→ Teks Sumber:
Para murid berlayar bersama Yesus. Pelayaran adalah perjalanan hidup kita menuju seberang yaitu pelabuhan tempat perahu kita mendarat. Para murid berlayar menuju seberang seperti yang diperintahkan Yesus (ayat 35). Kita diperintahkan Allah untuk berlayar dalam hidup ini menuju seberang yaitu menuju kepada Allah yang mulia dalam Kerajaan Surga atau rumah Bapa di Surga (Yoh 14:1-3).

Berlayar adalah perjalanan hidup dan perahu itu adalah hidup kita sendiri. Juru mudinya adalah hati kita dan kompasnya adalah Roh Kudus. Laut yang bergelora dengan ombak yang besar adalah naik turunnya perahu hidup kita yang dipengaruhi oleh banyak hal jahat yang hendak membinasakan perahu hidup kita. Termasuk nafsu yang berasal dari pikiran jahat yang timbul dari dalam hati. Iblis selalu menggoda hati kita untuk mengacaukan perahu dan pelayaran kita sehingga pada akhirnya kita tidak sampai pada pelabuhan. Laut yang congkak dengan gelombang-gelombang yang besar hendak menerkam perahu hidup kita. Namun hanya Yesus yang sanggup meredakannya. Seperti kata Pemazmur, “Engkaulah yang memerintah kecongkakan laut, pada waktu naik gelombang-gelombangnya, Engkau juga yang meredakannya.” (Maz 89:9 TB)

→ Cuplikan Data:
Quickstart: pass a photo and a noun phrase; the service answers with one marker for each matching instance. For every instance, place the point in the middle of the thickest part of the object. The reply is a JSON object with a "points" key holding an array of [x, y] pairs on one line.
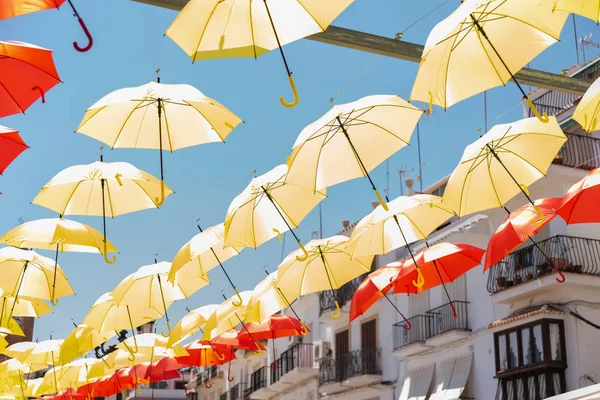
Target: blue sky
{"points": [[130, 46]]}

→ Daftar Tugas:
a. Tampilkan bagian teks sumber yang dimulai dari "Para murid berlayar bersama" dan berakhir pada "Surga (Yoh 14:1-3).".
b. Menurut teks sumber, apa yang menjadi kompas dalam pelayaran hidup kita?

→ Jawaban Tugas:
a.
Para murid berlayar bersama Yesus. Pelayaran adalah perjalanan hidup kita menuju seberang yaitu pelabuhan tempat perahu kita mendarat. Para murid berlayar menuju seberang seperti yang diperintahkan Yesus (ayat 35). Kita diperintahkan Allah untuk berlayar dalam hidup ini menuju seberang yaitu menuju kepada Allah yang mulia dalam Kerajaan Surga atau rumah Bapa di Surga (Yoh 14:1-3).

b. Kompasnya adalah Roh Kudus.